> [GIVEN DATA]
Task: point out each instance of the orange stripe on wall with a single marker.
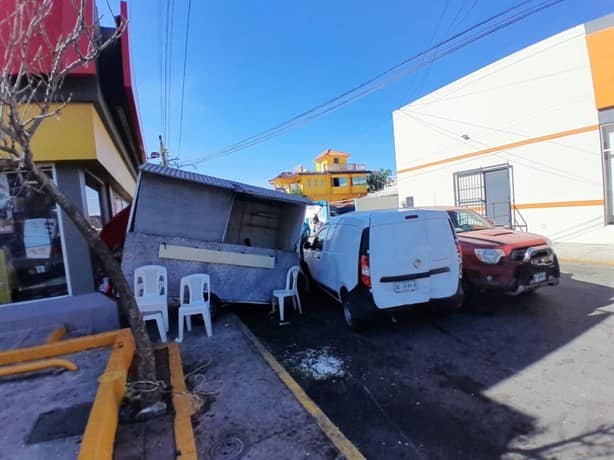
(512, 145)
(560, 204)
(600, 46)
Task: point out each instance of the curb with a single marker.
(568, 260)
(343, 444)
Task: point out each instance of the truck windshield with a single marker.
(465, 220)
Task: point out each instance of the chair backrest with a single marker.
(194, 287)
(150, 281)
(292, 277)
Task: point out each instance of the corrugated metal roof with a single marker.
(238, 187)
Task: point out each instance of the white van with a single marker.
(385, 260)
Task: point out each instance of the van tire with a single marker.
(350, 319)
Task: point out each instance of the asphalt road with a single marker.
(524, 377)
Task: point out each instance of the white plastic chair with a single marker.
(291, 290)
(196, 285)
(150, 291)
(159, 319)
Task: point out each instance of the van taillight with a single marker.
(365, 271)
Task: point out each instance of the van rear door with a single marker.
(412, 256)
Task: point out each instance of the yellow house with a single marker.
(334, 179)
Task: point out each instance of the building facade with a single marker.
(526, 140)
(333, 180)
(92, 150)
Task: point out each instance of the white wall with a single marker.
(539, 91)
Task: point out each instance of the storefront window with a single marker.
(31, 257)
(118, 202)
(607, 147)
(93, 196)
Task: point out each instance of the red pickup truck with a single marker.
(500, 259)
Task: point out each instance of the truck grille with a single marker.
(541, 255)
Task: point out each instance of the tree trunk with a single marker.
(145, 364)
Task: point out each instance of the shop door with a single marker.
(498, 196)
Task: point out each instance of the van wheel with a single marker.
(354, 323)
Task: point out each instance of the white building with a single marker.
(528, 139)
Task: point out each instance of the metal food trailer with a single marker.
(244, 237)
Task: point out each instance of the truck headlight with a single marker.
(489, 256)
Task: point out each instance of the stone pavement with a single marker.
(43, 416)
(601, 254)
(251, 413)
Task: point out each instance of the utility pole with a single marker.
(163, 152)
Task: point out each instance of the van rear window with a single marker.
(364, 242)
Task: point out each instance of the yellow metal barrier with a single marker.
(34, 366)
(99, 437)
(184, 434)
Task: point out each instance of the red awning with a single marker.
(114, 232)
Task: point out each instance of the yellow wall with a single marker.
(324, 189)
(601, 54)
(70, 136)
(78, 133)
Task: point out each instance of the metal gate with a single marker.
(489, 192)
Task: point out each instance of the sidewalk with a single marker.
(593, 254)
(252, 414)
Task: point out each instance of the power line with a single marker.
(549, 169)
(170, 7)
(161, 62)
(388, 76)
(185, 64)
(499, 130)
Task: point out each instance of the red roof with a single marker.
(60, 20)
(331, 153)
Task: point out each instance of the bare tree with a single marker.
(34, 67)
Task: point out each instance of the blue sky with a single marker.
(253, 64)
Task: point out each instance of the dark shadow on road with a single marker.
(597, 443)
(414, 388)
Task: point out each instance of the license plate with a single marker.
(405, 286)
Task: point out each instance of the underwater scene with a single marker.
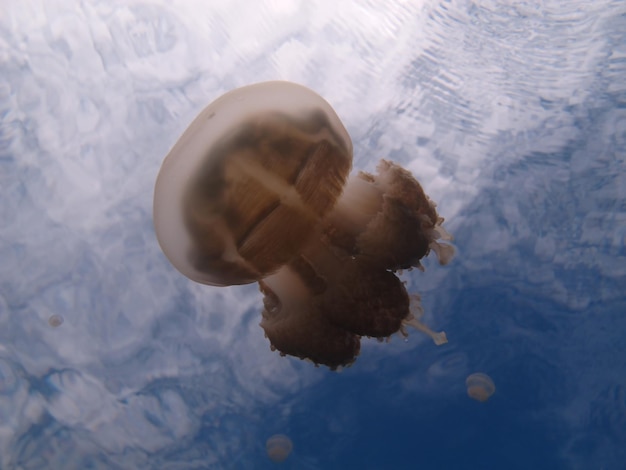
(313, 235)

> [EXERCISE] Each line from the one bearing "Task: point out each instance of the sidewalk" through the final line of the records is to be copied exactly, and no pictures are to be included.

> [FULL OUTPUT]
Task: point out each instance of the sidewalk with a single marker.
(593, 254)
(252, 414)
Task: point out each instance of the power line with a single marker.
(549, 169)
(170, 7)
(161, 62)
(388, 76)
(185, 64)
(499, 130)
Task: point out each instance of the red roof with a single marker.
(60, 20)
(331, 153)
Task: point out each instance of the bare tree with a single marker.
(34, 67)
Task: point out each instance of the blue sky with a single marker.
(253, 64)
Task: point out each instance of the dark shadow on road with a single marker.
(597, 443)
(414, 388)
Task: point out each instance of the license plate with a single marker.
(405, 286)
Task: point out each instance of the underwater scene with a single marker.
(313, 235)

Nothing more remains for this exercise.